Below is a block of records; repeat each one exactly.

## EXERCISE DATA
########################################

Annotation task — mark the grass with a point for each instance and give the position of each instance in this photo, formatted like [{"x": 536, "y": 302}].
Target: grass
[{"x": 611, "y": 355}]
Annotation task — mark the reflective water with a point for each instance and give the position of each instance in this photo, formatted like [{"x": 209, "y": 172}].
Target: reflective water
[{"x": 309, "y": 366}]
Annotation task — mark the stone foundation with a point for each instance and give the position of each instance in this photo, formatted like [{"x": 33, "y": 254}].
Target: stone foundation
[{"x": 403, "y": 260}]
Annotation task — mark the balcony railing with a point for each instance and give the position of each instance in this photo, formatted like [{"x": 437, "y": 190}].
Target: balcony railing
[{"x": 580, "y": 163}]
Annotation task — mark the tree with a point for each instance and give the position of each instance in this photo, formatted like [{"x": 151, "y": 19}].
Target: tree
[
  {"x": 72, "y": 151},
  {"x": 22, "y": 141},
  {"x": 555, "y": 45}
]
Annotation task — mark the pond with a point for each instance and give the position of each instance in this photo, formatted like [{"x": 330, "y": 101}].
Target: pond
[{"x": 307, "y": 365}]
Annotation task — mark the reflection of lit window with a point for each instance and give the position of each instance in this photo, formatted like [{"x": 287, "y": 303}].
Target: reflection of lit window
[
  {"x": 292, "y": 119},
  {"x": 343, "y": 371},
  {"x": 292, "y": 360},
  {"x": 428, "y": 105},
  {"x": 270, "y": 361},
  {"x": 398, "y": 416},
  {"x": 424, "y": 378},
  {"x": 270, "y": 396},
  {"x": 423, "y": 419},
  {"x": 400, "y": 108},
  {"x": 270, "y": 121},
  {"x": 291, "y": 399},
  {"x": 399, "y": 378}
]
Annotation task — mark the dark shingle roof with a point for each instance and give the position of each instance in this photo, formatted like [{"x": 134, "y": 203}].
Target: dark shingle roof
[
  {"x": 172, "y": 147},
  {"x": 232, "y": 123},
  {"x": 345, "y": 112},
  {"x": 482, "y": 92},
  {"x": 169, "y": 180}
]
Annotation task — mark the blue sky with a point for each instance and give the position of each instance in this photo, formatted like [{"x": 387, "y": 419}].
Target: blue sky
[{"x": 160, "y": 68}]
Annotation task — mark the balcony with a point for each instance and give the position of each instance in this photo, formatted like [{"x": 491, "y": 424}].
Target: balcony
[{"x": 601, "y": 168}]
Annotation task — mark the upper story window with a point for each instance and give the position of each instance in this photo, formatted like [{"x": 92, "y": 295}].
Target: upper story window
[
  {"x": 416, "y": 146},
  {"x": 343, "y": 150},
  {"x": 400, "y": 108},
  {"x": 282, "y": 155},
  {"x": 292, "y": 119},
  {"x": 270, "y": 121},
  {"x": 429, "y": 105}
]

########################################

## TASK OUTPUT
Annotation task — mark the grass with a point for each instance and give the position of each instance in this photo, formatted like [{"x": 536, "y": 302}].
Target: grass
[{"x": 611, "y": 355}]
Annotation task — mark the reflective water with a point for each instance and give the position of each instance in this photo, formatted like [{"x": 209, "y": 172}].
Target: reflective water
[{"x": 309, "y": 366}]
Annotation task — mark the stone foundation with a point for each instance and give the position of each instance in this photo, formatted like [{"x": 33, "y": 254}].
Target: stone foundation
[{"x": 403, "y": 260}]
Annotation task — mark the balcony railing with a point for each instance and give the position of each instance in this photo, formatted like [{"x": 437, "y": 190}].
Target: balcony railing
[{"x": 580, "y": 163}]
Annotation task — mark the tree with a point for each instance and give the position of each instance in this photo, formatted like [{"x": 151, "y": 19}].
Target: tree
[
  {"x": 72, "y": 151},
  {"x": 22, "y": 141},
  {"x": 555, "y": 45}
]
Annotation task — mark the pond with a point for each instance and give the position of each instance in this photo, formatted like [{"x": 330, "y": 101}].
Target: pond
[{"x": 307, "y": 365}]
Annotation task — mark the reflection of lit window with a point for each instance and give the position of each instance in this photo, formatted like [{"x": 287, "y": 303}].
Target: reflection of lit window
[
  {"x": 292, "y": 119},
  {"x": 343, "y": 371},
  {"x": 292, "y": 360},
  {"x": 428, "y": 105},
  {"x": 270, "y": 361},
  {"x": 398, "y": 416},
  {"x": 424, "y": 378},
  {"x": 270, "y": 396},
  {"x": 423, "y": 419},
  {"x": 400, "y": 108},
  {"x": 270, "y": 121},
  {"x": 291, "y": 399},
  {"x": 399, "y": 378}
]
Annotation task — mark the dark shingle roof with a point for each instance and give the position of each instance in this photo, formatted like [{"x": 134, "y": 203}].
Target: dark shingle roof
[
  {"x": 172, "y": 147},
  {"x": 232, "y": 123},
  {"x": 345, "y": 112},
  {"x": 482, "y": 92},
  {"x": 169, "y": 180}
]
Annotation task — mark the blue sky with a point for each instance and give the position of each instance in this photo, formatted like [{"x": 387, "y": 419}].
Target: blue sky
[{"x": 160, "y": 68}]
Annotation task — mark the balcony with a point for each instance and give the position of each instance in this photo, formatted like [{"x": 491, "y": 424}].
Target: balcony
[{"x": 601, "y": 168}]
Annotation task — mark the upper story window with a point for each instance and give the position of each instance in this photo, formatted like [{"x": 92, "y": 295}].
Target: upper story window
[
  {"x": 416, "y": 146},
  {"x": 343, "y": 150},
  {"x": 400, "y": 108},
  {"x": 282, "y": 155},
  {"x": 292, "y": 119},
  {"x": 270, "y": 121},
  {"x": 429, "y": 105}
]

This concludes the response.